Source passage =>
__________________________________________________

The "Gardens" have underground parking. But most of the access points to the parking area seem to be blocked off. 
Discovery Gardens has open air road level parking none with canopy's.


----------



## saya123

even i thot that the buildings in front are all "gardens" but the fact is that the buildings on ur left side are actually part of "discovery gardens" zen cluster.. i got to know when i actually rented the apartment.. and these buildings have underground parking and access is always open.. quite opposite to ur observation 



ExpatAl said:


> The "Gardens" have underground parking. But most of the access points to the parking area seem to be blocked off.
> Discovery Gardens has open air road level parking none with canopy's.


----------



## ahayat

*delivery places*

hey,
just moved in and don't know much about the place. ibn batuta is a little too far from where i am (bldg 107), especially since i don't own a car yet.. can somebody tell me if there's a corner store or laundry nearby..

second question: can somebody please be kind enough to list a few numbers for eating places that deliver.. fast food, indian/pakistani, ANY would do! i'm not much of a cooker! 

thanks!


----------



## ExpatAl

Hello,
I suggest you go to the mall and pick up some numbers of the resturants in the food hall, most deliver.
I live in one of the buildings in the 70's and I walk over all the time, especially this time of year.
Have not checked for a few weeks but I did notice a laundry / dry cleaners opening towards the Zion section of DG. Also a resturant or two. I also noted some signs going up for supermarkets "opening soon" but none fitted out the last time I looked.


----------



## saya123

ahayat said:


> hey,
> just moved in and don't know much about the place. ibn batuta is a little too far from where i am (bldg 107), especially since i don't own a car yet.. can somebody tell me if there's a corner store or laundry nearby..
> 
> second question: can somebody please be kind enough to list a few numbers for eating places that deliver.. fast food, indian/pakistani, ANY would do! i'm not much of a cooker!
> 
> thanks!


hey there.. welcome neighbour  actually im in zen myself.. so yes there is a laundry there by the name of 'Eastern...' somethin.. they do pick n drop as well.. so i will try to get hold of a number the next time i walk past that.. its in the same building as ZiQoo hotel apartments.. opposite Chelsea Gardens Hotel Apartments. 

as for food delievry.. hmm i dont have many numbers.. but yes there are quite a few restuarants in the mall and all u need to do is go there once and grab all the menus as suggested by ExpatAl.. im sure most of them deliver as its not too far off..


----------



## zero9

ahayat said:


> hey,
> just moved in and don't know much about the place. ibn batuta is a little too far from where i am (bldg 107), especially since i don't own a car yet.. can somebody tell me if there's a corner store or laundry nearby..
> 
> second question: can somebody please be kind enough to list a few numbers for eating places that deliver.. fast food, indian/pakistani, ANY would do! i'm not much of a cooker!

__________________________________________________

Records shown =>
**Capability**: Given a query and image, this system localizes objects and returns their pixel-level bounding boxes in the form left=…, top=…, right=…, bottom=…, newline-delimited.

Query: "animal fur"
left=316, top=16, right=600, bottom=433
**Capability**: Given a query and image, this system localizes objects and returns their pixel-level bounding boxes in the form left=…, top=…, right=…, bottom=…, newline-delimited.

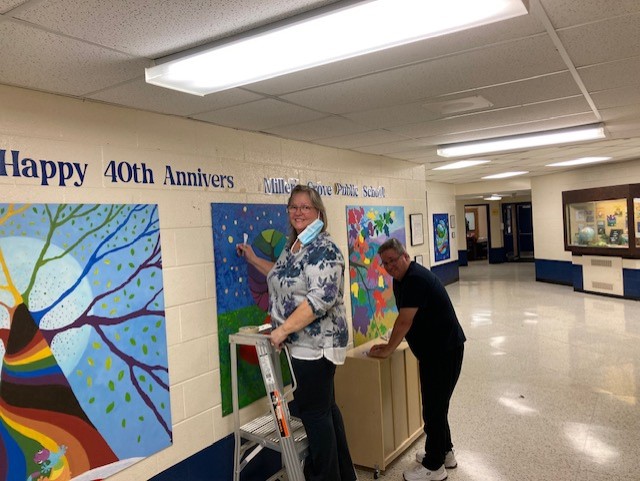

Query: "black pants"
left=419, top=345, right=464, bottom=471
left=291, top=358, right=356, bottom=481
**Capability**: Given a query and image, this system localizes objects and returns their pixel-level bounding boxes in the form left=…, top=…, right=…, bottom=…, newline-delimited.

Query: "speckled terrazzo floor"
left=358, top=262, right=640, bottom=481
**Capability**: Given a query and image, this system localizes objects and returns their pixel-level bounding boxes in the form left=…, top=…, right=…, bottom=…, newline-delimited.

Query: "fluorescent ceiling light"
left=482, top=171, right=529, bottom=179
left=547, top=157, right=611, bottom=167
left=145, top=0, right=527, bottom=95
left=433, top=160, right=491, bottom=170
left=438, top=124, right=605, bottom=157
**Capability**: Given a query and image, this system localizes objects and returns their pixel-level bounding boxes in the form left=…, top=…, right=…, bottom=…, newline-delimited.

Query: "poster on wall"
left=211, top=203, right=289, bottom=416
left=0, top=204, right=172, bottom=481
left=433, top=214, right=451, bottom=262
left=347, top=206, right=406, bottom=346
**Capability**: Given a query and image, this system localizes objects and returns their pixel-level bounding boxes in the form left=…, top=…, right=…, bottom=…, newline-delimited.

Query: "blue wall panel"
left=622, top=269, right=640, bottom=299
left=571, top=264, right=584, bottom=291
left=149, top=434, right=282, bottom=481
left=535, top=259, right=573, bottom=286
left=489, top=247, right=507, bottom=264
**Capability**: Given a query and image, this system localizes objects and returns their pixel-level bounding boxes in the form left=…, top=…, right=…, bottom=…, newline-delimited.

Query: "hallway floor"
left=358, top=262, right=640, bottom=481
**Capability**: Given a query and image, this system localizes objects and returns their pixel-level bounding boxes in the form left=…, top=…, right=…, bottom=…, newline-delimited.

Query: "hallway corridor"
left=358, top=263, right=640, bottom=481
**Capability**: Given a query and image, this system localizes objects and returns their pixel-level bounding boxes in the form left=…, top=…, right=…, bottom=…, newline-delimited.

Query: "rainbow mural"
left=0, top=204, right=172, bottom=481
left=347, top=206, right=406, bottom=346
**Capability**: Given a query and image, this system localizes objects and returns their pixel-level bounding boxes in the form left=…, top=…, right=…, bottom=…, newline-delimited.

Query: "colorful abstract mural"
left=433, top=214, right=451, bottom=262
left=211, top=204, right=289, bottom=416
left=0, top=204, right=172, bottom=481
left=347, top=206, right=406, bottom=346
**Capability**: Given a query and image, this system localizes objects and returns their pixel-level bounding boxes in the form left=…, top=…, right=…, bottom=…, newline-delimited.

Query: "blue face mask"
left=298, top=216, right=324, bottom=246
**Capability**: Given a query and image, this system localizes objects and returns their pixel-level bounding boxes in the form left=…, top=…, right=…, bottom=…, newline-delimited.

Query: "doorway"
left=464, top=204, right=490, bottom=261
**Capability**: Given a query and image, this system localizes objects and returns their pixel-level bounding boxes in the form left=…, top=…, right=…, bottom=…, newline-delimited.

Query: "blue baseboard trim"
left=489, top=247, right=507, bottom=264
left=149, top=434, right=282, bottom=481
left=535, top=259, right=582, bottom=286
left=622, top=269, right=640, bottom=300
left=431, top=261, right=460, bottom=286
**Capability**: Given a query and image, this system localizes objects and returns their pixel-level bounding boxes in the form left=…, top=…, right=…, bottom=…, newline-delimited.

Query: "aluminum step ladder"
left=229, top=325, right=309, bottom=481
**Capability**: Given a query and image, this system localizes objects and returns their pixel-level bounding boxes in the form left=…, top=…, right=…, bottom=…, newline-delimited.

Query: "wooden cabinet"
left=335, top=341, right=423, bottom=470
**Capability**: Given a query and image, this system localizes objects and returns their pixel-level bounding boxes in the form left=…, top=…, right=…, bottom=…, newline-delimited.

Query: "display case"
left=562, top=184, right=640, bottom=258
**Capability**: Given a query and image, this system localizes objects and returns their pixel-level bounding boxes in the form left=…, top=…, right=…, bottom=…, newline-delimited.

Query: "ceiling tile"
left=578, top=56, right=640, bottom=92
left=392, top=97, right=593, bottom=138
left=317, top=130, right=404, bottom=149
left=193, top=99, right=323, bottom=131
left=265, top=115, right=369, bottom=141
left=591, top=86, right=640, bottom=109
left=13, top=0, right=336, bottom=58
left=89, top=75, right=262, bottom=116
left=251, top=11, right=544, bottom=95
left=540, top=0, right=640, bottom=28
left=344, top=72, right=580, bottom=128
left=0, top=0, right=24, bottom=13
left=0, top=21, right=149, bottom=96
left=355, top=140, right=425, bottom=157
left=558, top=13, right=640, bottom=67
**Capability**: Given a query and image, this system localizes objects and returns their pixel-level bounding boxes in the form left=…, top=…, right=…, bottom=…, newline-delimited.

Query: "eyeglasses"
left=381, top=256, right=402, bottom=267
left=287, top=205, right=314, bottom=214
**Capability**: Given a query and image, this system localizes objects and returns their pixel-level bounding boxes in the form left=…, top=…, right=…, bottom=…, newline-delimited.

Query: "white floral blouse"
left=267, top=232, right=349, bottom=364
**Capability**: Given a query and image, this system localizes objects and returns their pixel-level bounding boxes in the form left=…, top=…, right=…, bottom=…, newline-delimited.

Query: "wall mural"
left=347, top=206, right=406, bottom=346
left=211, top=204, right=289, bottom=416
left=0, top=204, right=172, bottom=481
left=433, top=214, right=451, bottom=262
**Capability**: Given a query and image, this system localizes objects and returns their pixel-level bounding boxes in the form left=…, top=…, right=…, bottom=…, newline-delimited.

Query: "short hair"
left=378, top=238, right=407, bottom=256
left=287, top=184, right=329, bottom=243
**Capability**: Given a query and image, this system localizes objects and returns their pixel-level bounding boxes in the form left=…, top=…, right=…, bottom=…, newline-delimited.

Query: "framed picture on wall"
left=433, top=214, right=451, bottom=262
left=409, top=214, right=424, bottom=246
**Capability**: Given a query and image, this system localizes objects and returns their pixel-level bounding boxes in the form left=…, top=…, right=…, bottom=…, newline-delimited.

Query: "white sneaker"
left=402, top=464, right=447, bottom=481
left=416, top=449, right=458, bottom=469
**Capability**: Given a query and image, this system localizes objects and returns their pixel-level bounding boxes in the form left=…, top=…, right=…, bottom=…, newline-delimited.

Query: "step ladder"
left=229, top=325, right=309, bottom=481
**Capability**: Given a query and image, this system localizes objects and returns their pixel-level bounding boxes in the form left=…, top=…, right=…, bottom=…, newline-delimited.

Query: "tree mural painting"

__________________________________________________

Task set =>
- A) Answer these from the Discovery Gardens forum thread:
(i) What building number does ahayat live in?
(ii) According to saya123, the laundry is in the same building as which hotel apartments?
(iii) Where in the mall does ExpatAl suggest picking up restaurant numbers?
- B) Rewrite the stretch of rows from the first one through the line containing "left=316, top=16, right=600, bottom=433", swapping "animal fur" for "dog fur" and keeping everything else the same.
The forum thread and the rows were taken from unrelated sources.

Per-task outputs =>
- A)
(i) Building 107
(ii) ZiQoo hotel apartments
(iii) The food hall

- B)
**Capability**: Given a query and image, this system localizes objects and returns their pixel-level bounding boxes in the form left=…, top=…, right=…, bottom=…, newline-delimited.

Query: "dog fur"
left=316, top=16, right=600, bottom=433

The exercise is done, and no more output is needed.